# [Work required]
Would it be possible to quote, exactly and in full, the lines from the one with "of the hoodie" through the end of the entries below?

Pointing dataset excerpts
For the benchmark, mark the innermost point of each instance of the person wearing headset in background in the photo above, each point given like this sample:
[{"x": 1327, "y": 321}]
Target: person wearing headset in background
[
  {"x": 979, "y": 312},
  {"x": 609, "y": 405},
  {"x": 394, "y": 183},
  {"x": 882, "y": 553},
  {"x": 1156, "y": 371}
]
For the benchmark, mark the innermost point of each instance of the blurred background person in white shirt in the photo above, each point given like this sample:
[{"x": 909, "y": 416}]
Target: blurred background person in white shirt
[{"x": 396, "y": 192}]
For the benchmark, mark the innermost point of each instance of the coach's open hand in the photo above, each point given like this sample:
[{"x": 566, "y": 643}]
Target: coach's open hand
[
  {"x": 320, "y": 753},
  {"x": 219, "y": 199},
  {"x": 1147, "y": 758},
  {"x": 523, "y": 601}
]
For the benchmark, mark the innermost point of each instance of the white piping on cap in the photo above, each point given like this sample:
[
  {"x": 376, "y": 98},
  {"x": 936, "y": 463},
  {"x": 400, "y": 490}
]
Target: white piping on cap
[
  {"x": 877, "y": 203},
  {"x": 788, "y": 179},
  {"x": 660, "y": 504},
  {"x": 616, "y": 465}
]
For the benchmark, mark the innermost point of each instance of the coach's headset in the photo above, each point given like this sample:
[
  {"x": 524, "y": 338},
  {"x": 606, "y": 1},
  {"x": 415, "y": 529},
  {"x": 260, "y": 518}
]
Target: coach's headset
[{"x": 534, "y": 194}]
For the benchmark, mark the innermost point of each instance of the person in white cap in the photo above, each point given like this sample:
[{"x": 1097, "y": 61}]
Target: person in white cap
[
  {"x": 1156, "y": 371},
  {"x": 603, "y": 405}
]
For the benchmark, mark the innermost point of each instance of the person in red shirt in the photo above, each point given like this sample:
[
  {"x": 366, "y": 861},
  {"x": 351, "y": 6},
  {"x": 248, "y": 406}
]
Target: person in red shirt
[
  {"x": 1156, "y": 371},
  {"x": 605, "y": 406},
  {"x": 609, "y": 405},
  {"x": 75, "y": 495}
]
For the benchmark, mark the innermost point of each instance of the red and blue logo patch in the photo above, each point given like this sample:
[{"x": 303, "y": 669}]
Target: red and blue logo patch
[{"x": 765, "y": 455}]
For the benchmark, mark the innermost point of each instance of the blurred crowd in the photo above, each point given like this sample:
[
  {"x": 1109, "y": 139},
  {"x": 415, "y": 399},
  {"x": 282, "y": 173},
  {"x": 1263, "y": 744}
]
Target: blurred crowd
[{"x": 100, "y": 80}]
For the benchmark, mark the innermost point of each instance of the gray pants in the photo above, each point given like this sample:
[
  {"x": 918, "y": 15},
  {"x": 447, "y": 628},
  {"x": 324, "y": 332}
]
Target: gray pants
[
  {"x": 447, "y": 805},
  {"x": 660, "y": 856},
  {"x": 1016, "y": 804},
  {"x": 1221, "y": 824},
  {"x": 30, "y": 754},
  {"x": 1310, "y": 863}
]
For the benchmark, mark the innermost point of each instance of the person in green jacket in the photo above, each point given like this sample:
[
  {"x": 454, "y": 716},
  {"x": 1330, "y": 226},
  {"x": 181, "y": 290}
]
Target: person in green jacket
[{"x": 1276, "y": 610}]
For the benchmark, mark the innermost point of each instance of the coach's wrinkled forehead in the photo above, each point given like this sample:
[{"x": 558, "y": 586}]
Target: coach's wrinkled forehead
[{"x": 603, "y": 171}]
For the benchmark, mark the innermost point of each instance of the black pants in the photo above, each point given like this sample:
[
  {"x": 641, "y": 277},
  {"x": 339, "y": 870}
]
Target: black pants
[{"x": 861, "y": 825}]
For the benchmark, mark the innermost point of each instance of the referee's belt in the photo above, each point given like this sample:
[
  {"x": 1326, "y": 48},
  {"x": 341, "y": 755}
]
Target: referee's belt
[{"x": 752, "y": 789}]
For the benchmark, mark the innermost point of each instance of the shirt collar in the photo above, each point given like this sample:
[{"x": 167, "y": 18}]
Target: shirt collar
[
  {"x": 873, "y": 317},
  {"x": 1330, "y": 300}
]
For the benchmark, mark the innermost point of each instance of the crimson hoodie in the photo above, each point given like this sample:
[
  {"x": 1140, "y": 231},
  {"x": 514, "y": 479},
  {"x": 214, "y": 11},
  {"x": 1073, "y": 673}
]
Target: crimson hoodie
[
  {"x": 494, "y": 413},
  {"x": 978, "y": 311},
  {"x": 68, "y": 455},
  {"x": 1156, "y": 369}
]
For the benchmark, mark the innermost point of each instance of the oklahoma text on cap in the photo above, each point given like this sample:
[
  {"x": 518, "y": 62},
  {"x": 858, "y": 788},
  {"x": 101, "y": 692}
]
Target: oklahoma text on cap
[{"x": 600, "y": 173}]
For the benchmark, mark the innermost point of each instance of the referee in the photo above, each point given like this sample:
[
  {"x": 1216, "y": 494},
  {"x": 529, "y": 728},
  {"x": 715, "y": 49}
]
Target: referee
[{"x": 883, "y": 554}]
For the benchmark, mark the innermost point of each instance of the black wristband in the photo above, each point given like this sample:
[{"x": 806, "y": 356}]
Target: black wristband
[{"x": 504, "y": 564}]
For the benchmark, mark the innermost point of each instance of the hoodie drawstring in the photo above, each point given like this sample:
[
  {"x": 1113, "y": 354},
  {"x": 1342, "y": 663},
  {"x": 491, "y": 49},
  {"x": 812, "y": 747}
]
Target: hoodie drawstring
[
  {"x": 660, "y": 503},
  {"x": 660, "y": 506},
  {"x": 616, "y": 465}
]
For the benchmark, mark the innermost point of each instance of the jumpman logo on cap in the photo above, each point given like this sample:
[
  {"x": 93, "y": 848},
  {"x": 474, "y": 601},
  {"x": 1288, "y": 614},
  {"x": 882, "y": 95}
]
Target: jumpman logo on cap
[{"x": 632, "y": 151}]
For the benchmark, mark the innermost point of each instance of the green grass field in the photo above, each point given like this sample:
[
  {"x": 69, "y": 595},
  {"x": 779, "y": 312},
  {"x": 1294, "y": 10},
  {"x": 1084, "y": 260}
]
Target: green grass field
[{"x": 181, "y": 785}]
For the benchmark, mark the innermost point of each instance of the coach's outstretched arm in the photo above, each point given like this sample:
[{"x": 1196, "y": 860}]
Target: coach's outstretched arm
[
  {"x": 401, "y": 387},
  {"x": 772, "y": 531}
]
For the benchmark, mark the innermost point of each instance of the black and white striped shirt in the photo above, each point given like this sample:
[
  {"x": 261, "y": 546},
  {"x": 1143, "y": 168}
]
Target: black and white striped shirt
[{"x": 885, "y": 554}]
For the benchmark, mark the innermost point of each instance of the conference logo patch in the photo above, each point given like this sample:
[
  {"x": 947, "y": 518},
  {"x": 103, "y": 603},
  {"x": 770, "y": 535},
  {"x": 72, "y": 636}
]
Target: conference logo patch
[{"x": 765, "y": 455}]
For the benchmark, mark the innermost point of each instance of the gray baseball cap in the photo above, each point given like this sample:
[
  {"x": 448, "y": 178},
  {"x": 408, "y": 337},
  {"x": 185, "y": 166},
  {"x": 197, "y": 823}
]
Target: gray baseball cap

# [Answer to this exercise]
For the benchmark, mark the innermost point of each instance of the hoodie drawstring in the photo above, each point given like this sample:
[
  {"x": 1113, "y": 354},
  {"x": 1342, "y": 663},
  {"x": 491, "y": 49},
  {"x": 812, "y": 747}
]
Target: hoodie drawstring
[
  {"x": 660, "y": 503},
  {"x": 660, "y": 506},
  {"x": 616, "y": 465}
]
For the benchmark, mark the innermost point of each instance of the jumpman logo on cap in the photo above, each point given like this sample:
[
  {"x": 93, "y": 848},
  {"x": 474, "y": 601},
  {"x": 1288, "y": 614},
  {"x": 882, "y": 95}
]
Target: jumpman logo on cap
[{"x": 632, "y": 151}]
For the benchmark, mark the innermost point of each instance of the green grass field in the photo above, each point given like this sample:
[
  {"x": 69, "y": 595},
  {"x": 779, "y": 312},
  {"x": 1294, "y": 10},
  {"x": 1084, "y": 260}
]
Target: green grass field
[{"x": 181, "y": 785}]
For the benchmark, mark the innermost point of each instance of the coach's outstretched arm in the photo above, each point given like this sample:
[{"x": 1196, "y": 860}]
Target: coach's outstretched arm
[
  {"x": 401, "y": 387},
  {"x": 772, "y": 531}
]
For the benchmark, mark the innermost point of each instance of the black and white striped shirt in the photo above, each point given like this sample:
[
  {"x": 261, "y": 546},
  {"x": 1143, "y": 168}
]
Target: black and white striped shirt
[{"x": 885, "y": 554}]
For the benchmark, mark the innermost point of each instance of the conference logo patch in the photo above, each point given like this sample:
[
  {"x": 947, "y": 518},
  {"x": 103, "y": 603},
  {"x": 770, "y": 535},
  {"x": 72, "y": 636}
]
Target: conference logo patch
[{"x": 765, "y": 455}]
For the benchmark, mark the innermost point of each instance of the gray baseball cap in the photo above, each point given like this sample:
[
  {"x": 448, "y": 178},
  {"x": 408, "y": 337},
  {"x": 185, "y": 166},
  {"x": 197, "y": 823}
]
Target: gray baseball cap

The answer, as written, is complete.